### TASK INPUTS
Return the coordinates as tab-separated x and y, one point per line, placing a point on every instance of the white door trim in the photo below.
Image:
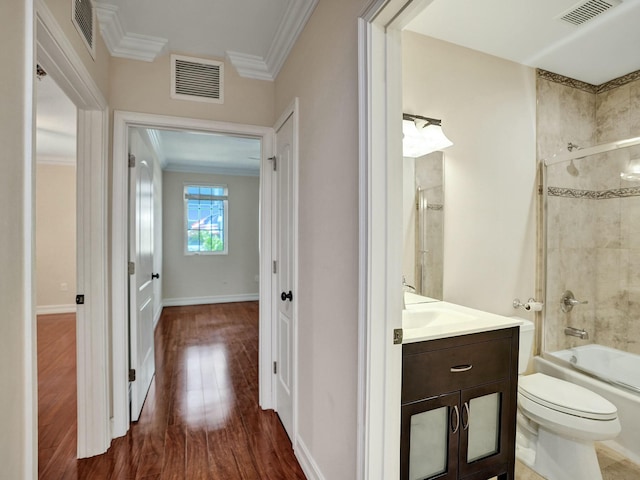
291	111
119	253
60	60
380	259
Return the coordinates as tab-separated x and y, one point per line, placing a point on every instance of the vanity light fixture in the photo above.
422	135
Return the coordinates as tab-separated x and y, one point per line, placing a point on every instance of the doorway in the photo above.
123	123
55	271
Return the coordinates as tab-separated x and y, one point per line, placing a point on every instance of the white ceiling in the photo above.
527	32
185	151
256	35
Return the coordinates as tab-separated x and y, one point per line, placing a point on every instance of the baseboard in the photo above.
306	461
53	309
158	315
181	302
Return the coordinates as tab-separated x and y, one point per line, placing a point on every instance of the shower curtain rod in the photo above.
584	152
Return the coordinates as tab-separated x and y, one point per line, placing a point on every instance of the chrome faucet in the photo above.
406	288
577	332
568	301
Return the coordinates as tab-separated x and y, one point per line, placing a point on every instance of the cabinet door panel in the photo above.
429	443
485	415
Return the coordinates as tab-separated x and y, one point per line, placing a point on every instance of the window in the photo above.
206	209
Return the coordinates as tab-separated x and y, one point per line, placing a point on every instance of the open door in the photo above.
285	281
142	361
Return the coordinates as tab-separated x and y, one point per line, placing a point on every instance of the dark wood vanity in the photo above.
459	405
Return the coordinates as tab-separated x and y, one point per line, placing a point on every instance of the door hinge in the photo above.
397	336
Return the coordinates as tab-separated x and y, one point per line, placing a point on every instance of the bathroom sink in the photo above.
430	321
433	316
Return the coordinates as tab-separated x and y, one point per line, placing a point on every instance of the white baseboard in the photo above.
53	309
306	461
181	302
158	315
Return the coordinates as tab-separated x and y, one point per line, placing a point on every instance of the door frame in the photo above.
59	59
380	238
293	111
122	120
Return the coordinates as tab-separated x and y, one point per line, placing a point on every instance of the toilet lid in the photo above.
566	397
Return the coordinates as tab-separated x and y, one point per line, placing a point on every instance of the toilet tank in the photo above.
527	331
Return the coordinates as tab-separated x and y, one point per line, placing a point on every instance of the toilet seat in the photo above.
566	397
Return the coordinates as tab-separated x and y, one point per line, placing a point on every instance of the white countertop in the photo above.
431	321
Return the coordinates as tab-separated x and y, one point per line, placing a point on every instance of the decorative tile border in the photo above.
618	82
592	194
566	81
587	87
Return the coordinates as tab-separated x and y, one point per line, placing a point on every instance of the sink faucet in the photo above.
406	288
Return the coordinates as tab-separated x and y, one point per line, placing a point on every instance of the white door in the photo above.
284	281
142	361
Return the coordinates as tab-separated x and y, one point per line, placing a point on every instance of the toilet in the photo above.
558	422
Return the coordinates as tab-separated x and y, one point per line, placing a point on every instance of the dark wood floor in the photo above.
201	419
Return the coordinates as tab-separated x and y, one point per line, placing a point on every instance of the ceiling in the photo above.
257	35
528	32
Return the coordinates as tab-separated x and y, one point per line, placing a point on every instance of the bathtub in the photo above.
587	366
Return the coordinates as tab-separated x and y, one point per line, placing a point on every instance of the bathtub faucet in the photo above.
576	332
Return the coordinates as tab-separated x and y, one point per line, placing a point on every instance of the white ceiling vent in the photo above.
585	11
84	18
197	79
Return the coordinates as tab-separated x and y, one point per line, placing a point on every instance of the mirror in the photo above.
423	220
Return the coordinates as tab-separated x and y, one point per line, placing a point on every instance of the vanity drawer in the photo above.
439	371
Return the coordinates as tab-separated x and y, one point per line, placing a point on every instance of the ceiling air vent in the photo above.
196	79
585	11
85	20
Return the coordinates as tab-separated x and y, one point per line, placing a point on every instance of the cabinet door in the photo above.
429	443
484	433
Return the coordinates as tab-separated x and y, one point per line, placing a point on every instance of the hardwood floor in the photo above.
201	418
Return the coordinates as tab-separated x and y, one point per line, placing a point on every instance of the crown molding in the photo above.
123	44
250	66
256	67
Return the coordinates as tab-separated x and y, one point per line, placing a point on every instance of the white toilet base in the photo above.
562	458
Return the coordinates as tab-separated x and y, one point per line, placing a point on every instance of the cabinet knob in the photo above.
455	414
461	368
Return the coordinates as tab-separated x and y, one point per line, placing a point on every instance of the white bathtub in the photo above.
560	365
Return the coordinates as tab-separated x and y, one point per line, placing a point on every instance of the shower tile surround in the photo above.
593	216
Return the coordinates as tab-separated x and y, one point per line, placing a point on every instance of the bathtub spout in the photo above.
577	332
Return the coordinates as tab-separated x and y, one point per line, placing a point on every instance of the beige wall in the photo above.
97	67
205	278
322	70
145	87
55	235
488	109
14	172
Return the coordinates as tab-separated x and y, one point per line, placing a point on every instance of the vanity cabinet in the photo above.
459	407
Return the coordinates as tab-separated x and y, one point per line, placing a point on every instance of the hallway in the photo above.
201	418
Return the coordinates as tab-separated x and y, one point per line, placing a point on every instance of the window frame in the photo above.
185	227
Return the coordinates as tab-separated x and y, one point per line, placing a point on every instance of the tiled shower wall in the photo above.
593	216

### OBJECTIVE
Everything from the line containing "beige wall in the photo above." to the end of the data above should be quoted exactly, please, both ends included, and nothing outside that span.

### FINAL RESULT
Return the coordinates as tab-separated x and y, one point per line, placing a point on every instance of the beige wall in the photo above.
97	67
205	278
322	70
145	87
55	235
488	109
14	172
Return the coordinates as tab-separated x and y, one point per line, placing a point on every instance of the vanity cabinet in the photo above.
459	407
Return the coordinates as tab-separated x and y, one point per line, placing a point on every instance of the hallway in the photo above.
201	418
Return the coordinates as tab-separated x and y, one point per line, placing a point on every instance of the window frame in the photo above.
185	227
Return the coordinates as tab-separated x and y, one point per line, placing a point on every instance of the tiled shower wall in the photo above.
593	216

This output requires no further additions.